• _WHAT IS REQUIRED_:
Restate word for word the lines of the records below, starting at the line that contains "The prompts inside" and ending at the line that contains "positive clicks: (90, 493)", with both of those lines included and nothing else.

• _DATA RECORDS_:
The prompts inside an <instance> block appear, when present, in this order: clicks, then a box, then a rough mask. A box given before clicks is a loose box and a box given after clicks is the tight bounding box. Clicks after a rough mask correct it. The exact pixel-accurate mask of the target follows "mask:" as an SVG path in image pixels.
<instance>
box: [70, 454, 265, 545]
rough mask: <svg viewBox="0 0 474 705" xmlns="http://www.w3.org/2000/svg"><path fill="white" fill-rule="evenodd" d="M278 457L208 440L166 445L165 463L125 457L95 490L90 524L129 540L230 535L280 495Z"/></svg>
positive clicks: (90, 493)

...

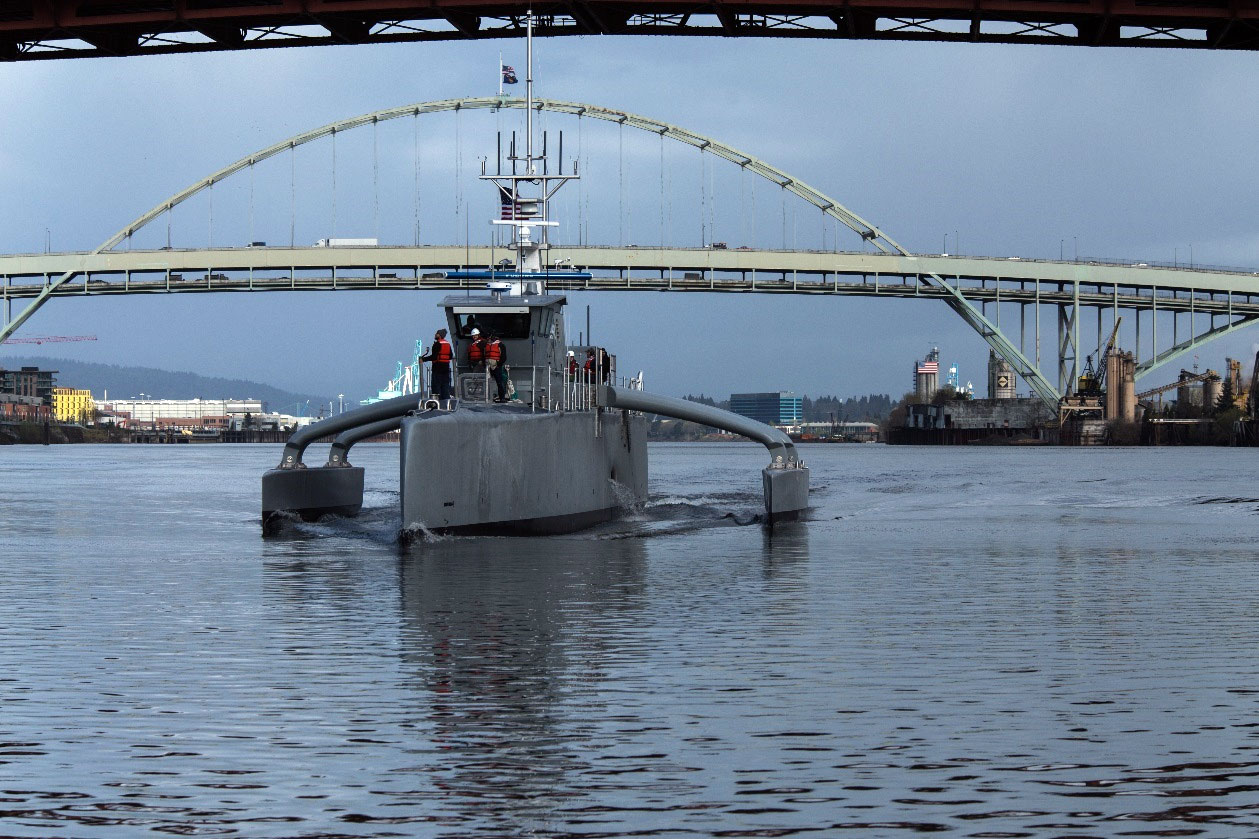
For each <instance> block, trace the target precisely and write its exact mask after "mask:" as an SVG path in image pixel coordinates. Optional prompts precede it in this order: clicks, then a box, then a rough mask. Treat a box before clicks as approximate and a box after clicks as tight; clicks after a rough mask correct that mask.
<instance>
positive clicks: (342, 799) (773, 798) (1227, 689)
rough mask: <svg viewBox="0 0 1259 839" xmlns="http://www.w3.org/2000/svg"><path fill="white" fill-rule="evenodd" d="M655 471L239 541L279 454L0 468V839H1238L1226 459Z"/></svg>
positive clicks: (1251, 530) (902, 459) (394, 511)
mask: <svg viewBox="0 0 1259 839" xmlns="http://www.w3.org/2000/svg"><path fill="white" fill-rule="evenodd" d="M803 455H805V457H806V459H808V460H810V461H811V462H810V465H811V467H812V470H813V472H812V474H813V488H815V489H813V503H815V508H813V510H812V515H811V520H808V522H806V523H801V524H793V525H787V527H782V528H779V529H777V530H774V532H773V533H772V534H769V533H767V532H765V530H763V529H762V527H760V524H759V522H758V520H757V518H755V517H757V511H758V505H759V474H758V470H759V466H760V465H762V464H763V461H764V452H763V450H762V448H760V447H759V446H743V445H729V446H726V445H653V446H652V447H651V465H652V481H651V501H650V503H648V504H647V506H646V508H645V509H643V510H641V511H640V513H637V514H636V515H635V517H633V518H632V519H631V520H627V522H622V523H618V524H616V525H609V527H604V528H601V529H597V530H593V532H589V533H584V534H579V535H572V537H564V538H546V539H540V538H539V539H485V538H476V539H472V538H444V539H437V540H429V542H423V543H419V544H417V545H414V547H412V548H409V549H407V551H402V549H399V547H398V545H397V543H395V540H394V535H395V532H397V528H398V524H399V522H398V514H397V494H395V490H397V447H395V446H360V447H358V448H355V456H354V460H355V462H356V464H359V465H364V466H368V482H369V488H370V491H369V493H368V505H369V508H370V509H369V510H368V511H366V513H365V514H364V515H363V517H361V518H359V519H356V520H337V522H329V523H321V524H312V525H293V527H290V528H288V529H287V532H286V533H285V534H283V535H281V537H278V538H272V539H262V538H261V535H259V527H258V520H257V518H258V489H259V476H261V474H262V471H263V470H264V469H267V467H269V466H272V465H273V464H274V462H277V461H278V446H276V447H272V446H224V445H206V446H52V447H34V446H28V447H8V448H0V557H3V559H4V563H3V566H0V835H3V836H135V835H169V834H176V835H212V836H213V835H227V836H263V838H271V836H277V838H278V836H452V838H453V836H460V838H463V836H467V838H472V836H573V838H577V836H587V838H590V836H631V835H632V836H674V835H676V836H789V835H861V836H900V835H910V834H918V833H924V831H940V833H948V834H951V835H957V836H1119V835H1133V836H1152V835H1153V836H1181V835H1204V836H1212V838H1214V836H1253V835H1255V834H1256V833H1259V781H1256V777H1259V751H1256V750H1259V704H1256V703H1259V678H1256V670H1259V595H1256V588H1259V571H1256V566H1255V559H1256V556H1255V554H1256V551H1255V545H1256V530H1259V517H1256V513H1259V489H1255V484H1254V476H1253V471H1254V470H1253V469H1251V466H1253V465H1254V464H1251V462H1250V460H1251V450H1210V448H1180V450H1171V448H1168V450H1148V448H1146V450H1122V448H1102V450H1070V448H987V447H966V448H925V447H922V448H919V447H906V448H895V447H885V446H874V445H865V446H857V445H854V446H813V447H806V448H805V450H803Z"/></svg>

---

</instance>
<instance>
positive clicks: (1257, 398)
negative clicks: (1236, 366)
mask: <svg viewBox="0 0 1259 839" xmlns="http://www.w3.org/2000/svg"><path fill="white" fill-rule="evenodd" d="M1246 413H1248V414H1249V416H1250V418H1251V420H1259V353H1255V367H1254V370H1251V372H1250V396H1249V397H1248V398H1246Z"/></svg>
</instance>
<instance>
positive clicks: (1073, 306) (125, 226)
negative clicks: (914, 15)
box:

• _RESPONSE BELOW_:
The prompts inside an <instance> block appear, when present, in this order: clicks, then a box, then a rough mask. A box given before clicks is a loose box and a box given after clicks is the tight bounding box. Clicks after a rough mask correct it. The exact pixel-accurate mask of the target follows "mask:" as an SVG path in image pixels.
<instance>
box: [70, 454, 265, 545]
rough mask: <svg viewBox="0 0 474 705" xmlns="http://www.w3.org/2000/svg"><path fill="white" fill-rule="evenodd" d="M278 457L208 440L166 445L165 463L125 457L95 490L90 524L129 540L230 535L280 495Z"/></svg>
positive clicks: (90, 493)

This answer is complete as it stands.